A Yodelling Western
A range war has broken out between a cattleman and a sheep man leading to Cavalry Man Fred Dawson (Fred Scott) and his buddy Doc Flanders (Harry Harvey) being sent to investigate and clean up the trouble. Posing as a travelling medical show Fred soon finds himself in the middle of the trouble. And he is certainly in trouble as when Joe Allison (Walter McGrail) is shot it is Fred who is accused and finds himself in Jail with his only hope being Doc rescuing him before a lynch mob arrives.
I can give you a glimpse of "In Old Montana" by explaining an early scene which sees Doc and Fred travelling to the trouble. As they drive along Fred sings with accompaniment from Doc and the singing involves yodelling and Doc pulling funny faces. Yes "In Old Montana" features a singing cowboy and his comedy sidekick which in truth is not surprising as these partnerships were quite common when it came to late 30s westerns.

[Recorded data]

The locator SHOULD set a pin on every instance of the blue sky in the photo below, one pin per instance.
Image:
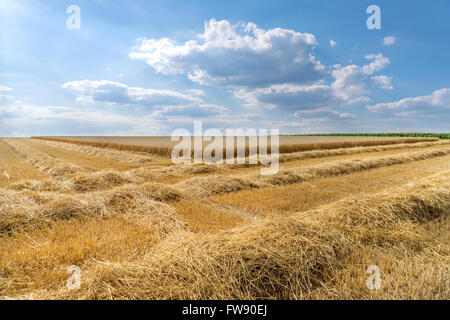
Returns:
(149, 67)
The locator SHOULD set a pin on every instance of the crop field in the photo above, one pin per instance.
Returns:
(138, 226)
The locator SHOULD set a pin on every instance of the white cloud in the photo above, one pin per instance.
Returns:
(347, 88)
(4, 88)
(196, 92)
(116, 93)
(388, 41)
(4, 98)
(190, 112)
(438, 101)
(383, 82)
(324, 113)
(273, 68)
(241, 55)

◆ STUDY QUESTIONS:
1. Answer these questions about the text on In Old Montana:
(a) Which actor plays Fred Dawson?
(b) What do Fred and Doc pose as?
(c) In the early scene, what does Doc do while Fred sings?
2. Carry on the text on In Old Montana from the point where it stops.

◆ EXERCISE RESPONSES:
1.
(a) Fred Scott.
(b) A traveling medical show.
(c) Doc provides accompaniment and pulls funny faces.

2.
The thing is that whilst the yodelling sing-a-long is corny as is a scene where Doc knocks out some Morse code with a broom handle on a wooden chair it is strangely fun. And sadly that initial fun then paves the way for a cliche western storyline of the good guy falsely imprisoned for a shooting and his comedy sidekick having to come to his rescue. There is also in typical fashion an attractive woman involved as well because what 1930s b-western would be complete without the attractive woman. But this does make it incredibly ordinary and whilst there is some action, the sort which appeared to be sped up, it isn't in the least bit memorable.
What this all boils down to is that "In Old Montana" is another one of those 1930's westerns whose appeal these days is not to the fan of westerns but those western aficionados who are looking to watch every western ever made.